PASSAGE =>
= = = = = = =
You’ll also want to consider whether your dog will be comfortable given the restaurant’s seating arrangement. Some restaurants say their sidewalk seating is pet friendly, but trying to squeeze even the tiniest dog under your table away from foot traffic would be difficult. Other “pet friendly restaurants” have a fenced seating area and require pets to be tied outside.
The ideal dog friendly dining area has some shade, enough room between tables that dogs can lie down without being disturbed, and something that screens other diners — like potted plants or a lower level.
Be a Good Ambassador
Having the opportunity to eat at pet friendly restaurants is a privilege, and it only takes one bad experience to ruin things for the rest of us. Doing something that might offend other customers or make additional work for the staff could cause a restaurant to change their pet policy. So, be sure your dog relieves himself before you arrive at the restaurant, keep him off the chairs and table, and don’t feed him off the restaurant’s plates or utensils — unless they’re provided for that purpose.
Patiently training your dog and choosing the right restaurant are a good start. But even if you have the perfect dog, eating out together means you’ll need to split your attention. While enjoying the meal and chatting with your companions, you’ll also need to keep an eye out for possible issues.
= = = = = = =
EXTRACTED INFORMATION =>
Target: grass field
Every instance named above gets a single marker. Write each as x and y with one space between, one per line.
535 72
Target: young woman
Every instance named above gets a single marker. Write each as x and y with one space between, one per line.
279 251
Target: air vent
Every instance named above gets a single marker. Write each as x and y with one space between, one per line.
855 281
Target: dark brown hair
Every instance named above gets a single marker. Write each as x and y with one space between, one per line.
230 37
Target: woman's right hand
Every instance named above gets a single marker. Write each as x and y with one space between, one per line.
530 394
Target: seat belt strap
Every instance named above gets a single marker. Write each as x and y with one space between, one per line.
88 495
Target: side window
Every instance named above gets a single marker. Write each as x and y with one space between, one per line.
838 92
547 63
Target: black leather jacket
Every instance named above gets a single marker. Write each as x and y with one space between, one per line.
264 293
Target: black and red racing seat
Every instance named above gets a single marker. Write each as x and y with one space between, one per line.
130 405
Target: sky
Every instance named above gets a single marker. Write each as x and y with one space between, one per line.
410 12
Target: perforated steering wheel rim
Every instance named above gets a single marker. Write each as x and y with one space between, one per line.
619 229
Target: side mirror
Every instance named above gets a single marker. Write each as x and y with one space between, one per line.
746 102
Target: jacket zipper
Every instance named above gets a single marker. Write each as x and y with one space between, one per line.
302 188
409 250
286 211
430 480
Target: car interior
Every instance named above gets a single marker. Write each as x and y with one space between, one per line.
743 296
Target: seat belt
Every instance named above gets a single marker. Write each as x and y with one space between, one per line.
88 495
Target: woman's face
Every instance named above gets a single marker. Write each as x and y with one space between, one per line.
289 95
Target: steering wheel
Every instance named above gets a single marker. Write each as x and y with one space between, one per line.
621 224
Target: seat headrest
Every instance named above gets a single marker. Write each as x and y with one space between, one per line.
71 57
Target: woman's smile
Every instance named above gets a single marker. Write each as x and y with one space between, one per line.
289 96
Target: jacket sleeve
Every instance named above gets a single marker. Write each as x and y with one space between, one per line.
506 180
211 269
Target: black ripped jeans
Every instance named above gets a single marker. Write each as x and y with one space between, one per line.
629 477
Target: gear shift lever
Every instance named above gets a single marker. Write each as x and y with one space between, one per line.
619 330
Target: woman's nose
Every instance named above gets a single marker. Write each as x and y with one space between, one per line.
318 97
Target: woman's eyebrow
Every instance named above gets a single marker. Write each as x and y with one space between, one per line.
= = = = = = =
AIM OF THE TASK => Please continue the text on dining out with a dog at pet friendly restaurants from where it stops. The items have nothing to do with the text on dining out with a dog.

SOLVED EXERCISE =>
Another dog could pass by. The waiter might deliver a especially tempting dish to a nearby table. Someone’s toddler could toss food on the floor. A dog lover might decide to pet your pup. It’s your job to be alert and head off issues before they occur. Be sure to have few special treats to reward your dog for not reacting if something that would normally upset him.
Be Prepared to Leave
We all have bad days. Dogs included. And you can’t plan for everything. A squirrel might appear looking for tidbits. A rambunctious soccer team could show up for pizza.
If something happens and your dog starts to react, just get up and leave. It’s best if you have a friend who will pay the bill and have your food packed to go. But if you’re on your own, leave enough cash to cover the check and beat a quick retreat.
Tips for People Dining Near Dogs
Patronizing pet friendly restaurants – even if you don’t have a pet with you – is always appreciated. And don’t forget to thank management for their pet friendly policy! If you’re in this situation, there are also a few things you can do to support the pet owners dining with their dogs:
- Ignore the dog. Yes, I know it’s hard. But if you see someone enjoying a relaxing meal, their dog lying peacefully at their feet, please don’t approach them. It’s no different than a stranger waling up to a family’s table to give their child a good tickle to get her all worked up.
- Ask for permission. If you simply can’t resist, please ask for permission before you reach to pet the dog. And don’t let your feelings be hurt if the answer is no. Dogs are at different stages of ability. Perhaps it’s taking all this dog’s willpower not to lope over and cover you with kisses. Laying calmly by the table could be really hard work, and something as simple as a quick scratch could set him back in his training.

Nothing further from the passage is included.